▸ WRITTEN INSTRUCTION
In the listing below, locate the line containing "point: background sedan"; reproduce that line and all lines that follow it, unchanged.
▼
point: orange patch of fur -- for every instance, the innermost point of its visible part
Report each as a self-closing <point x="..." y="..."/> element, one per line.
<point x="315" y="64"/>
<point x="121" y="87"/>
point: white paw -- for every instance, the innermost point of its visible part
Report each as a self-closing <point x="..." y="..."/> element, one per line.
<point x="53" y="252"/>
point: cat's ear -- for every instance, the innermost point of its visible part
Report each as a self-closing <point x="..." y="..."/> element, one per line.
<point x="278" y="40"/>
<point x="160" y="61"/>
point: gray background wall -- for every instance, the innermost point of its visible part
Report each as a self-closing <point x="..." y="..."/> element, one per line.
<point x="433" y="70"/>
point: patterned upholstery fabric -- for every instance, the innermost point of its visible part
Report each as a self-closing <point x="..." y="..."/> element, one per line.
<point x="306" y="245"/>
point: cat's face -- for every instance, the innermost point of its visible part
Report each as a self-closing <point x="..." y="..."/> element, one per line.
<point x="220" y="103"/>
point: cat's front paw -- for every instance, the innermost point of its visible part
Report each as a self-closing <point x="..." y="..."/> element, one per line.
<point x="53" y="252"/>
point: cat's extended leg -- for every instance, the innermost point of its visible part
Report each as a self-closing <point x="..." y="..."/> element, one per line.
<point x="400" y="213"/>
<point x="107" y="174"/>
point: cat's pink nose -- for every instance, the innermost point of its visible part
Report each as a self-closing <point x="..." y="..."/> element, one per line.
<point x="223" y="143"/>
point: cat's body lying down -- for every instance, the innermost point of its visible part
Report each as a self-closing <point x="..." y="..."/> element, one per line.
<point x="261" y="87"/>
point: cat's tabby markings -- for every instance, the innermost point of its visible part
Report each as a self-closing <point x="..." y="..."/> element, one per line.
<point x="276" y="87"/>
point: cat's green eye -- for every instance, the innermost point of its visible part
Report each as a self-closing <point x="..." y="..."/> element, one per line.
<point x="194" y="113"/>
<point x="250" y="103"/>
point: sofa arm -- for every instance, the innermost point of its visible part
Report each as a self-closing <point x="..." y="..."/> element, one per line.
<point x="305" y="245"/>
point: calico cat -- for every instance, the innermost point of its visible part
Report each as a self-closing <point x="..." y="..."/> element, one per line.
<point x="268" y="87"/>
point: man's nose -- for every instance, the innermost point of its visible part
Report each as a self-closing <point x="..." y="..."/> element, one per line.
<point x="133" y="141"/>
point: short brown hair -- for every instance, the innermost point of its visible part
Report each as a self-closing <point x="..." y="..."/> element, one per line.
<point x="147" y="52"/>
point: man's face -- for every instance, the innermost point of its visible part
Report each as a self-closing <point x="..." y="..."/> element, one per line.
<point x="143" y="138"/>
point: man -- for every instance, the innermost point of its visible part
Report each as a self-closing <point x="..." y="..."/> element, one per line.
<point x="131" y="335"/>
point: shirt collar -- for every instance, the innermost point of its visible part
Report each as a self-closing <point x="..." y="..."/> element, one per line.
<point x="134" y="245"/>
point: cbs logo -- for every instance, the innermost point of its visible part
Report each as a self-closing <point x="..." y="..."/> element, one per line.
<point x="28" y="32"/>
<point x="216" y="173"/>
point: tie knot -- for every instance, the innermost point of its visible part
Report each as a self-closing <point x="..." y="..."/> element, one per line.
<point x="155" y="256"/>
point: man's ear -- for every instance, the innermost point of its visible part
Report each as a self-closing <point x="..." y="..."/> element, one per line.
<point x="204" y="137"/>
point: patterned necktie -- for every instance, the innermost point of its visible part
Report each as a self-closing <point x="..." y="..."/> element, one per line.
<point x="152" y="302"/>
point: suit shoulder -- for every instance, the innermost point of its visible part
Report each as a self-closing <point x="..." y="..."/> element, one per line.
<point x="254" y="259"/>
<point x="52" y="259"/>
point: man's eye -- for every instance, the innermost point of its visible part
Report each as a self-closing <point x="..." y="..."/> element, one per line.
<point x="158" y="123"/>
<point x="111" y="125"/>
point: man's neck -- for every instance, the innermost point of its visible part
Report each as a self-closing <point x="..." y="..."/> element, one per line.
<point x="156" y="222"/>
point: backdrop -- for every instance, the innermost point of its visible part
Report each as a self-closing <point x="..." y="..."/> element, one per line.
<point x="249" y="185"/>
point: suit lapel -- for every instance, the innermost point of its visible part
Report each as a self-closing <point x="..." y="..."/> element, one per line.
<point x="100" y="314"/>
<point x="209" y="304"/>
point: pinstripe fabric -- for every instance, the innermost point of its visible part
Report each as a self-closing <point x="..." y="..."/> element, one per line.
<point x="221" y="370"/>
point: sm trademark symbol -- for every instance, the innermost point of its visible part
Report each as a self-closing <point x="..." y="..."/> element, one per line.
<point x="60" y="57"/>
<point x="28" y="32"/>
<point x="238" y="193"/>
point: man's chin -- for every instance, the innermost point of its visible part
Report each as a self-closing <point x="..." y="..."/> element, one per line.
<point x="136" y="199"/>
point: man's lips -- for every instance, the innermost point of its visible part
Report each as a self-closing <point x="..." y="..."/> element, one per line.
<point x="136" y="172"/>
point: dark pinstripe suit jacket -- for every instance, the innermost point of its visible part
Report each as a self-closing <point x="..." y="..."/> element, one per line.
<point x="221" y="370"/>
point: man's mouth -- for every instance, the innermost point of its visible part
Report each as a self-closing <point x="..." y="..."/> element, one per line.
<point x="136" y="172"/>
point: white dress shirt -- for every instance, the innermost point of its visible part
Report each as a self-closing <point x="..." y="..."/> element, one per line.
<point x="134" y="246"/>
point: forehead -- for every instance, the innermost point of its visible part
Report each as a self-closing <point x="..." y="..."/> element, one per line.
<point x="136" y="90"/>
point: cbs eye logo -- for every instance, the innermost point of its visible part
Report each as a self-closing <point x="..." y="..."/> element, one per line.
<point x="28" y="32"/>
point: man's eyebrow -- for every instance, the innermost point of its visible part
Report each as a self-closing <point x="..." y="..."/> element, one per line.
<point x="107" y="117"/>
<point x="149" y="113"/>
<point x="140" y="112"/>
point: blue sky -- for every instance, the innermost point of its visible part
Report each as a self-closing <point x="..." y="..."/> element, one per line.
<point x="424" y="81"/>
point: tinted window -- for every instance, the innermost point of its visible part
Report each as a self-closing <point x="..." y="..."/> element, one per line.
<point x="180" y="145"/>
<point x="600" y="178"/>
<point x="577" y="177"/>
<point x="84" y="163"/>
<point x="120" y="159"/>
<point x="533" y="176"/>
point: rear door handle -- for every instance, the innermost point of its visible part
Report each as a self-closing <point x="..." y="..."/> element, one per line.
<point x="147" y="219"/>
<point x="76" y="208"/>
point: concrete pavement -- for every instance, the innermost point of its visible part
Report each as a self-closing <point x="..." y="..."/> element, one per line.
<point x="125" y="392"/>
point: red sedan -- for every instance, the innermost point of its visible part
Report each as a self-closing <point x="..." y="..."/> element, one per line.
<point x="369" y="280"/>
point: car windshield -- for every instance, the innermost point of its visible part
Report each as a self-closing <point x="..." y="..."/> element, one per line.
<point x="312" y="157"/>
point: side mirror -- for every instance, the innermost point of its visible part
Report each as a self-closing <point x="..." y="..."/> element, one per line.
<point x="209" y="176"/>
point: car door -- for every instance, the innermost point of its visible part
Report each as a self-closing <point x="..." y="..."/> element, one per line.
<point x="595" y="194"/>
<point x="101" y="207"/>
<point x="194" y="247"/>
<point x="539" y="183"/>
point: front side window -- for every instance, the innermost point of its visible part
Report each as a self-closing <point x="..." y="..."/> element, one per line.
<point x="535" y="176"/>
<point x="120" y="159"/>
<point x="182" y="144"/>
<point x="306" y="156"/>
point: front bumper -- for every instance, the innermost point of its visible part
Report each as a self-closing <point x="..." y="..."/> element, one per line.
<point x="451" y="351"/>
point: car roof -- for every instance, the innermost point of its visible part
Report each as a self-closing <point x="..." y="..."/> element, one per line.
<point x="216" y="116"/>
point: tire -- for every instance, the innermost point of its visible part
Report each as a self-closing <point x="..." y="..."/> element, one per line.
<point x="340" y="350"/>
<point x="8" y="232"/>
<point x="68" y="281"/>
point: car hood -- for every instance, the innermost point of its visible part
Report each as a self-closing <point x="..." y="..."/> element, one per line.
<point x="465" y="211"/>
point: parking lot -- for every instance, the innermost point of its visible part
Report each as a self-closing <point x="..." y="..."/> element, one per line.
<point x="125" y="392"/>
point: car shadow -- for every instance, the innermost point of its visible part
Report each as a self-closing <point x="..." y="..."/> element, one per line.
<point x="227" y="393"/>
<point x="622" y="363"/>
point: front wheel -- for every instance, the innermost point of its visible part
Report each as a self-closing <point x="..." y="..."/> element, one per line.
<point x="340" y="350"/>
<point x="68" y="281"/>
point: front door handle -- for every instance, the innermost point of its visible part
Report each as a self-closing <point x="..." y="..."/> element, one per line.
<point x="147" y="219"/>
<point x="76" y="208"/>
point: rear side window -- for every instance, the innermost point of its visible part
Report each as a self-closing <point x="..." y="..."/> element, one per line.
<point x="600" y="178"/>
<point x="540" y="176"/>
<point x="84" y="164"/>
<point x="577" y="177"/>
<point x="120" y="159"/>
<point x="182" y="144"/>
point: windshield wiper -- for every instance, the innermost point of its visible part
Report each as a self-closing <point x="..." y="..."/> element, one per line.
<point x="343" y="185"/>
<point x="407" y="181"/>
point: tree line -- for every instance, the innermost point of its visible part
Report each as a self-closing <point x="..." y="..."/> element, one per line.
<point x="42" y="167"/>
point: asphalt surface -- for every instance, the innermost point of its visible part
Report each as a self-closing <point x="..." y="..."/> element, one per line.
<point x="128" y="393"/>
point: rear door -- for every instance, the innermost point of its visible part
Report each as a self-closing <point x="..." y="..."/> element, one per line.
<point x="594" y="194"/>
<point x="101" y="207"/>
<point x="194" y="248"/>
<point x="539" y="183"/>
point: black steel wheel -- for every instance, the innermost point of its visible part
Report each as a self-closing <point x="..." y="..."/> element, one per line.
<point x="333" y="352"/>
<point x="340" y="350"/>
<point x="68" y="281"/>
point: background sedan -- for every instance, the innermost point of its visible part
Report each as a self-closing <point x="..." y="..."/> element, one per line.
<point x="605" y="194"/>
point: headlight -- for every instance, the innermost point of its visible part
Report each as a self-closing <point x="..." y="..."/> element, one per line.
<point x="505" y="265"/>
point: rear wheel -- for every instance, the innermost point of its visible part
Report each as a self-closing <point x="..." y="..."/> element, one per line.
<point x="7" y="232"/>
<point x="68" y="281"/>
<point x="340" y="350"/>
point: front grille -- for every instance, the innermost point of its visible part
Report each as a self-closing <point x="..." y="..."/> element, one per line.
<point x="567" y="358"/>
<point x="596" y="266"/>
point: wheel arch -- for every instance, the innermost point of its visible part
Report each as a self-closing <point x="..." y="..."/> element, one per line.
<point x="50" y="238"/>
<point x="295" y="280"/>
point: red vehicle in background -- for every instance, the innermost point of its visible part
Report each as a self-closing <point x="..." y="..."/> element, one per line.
▲
▸ WRITTEN ANSWER
point: background sedan -- for every instance, the innermost point of its visible part
Report each as a self-closing <point x="..." y="..."/> element, one per line.
<point x="605" y="194"/>
point: headlight -- for every instance, the innermost point of its visible part
Report each as a self-closing <point x="..." y="..."/> element, one per line.
<point x="505" y="265"/>
point: rear wheel -- for every instance, the innermost point of its visible part
Report each as a self-closing <point x="..." y="..."/> element, one per line.
<point x="7" y="232"/>
<point x="68" y="281"/>
<point x="340" y="350"/>
point: front grille -- for every instance, the innermost point of its visible part
Report each as a self-closing <point x="..." y="..."/> element, one per line.
<point x="567" y="358"/>
<point x="596" y="266"/>
point: wheel arch -- for every instance, the innermost point of its visible part
Report each as a self-closing <point x="..." y="..."/> element, one per line.
<point x="50" y="238"/>
<point x="295" y="280"/>
point: red vehicle in background -- for every instance, the innermost point of its visible part
Report each as a self-closing <point x="..." y="..."/> element, one per line.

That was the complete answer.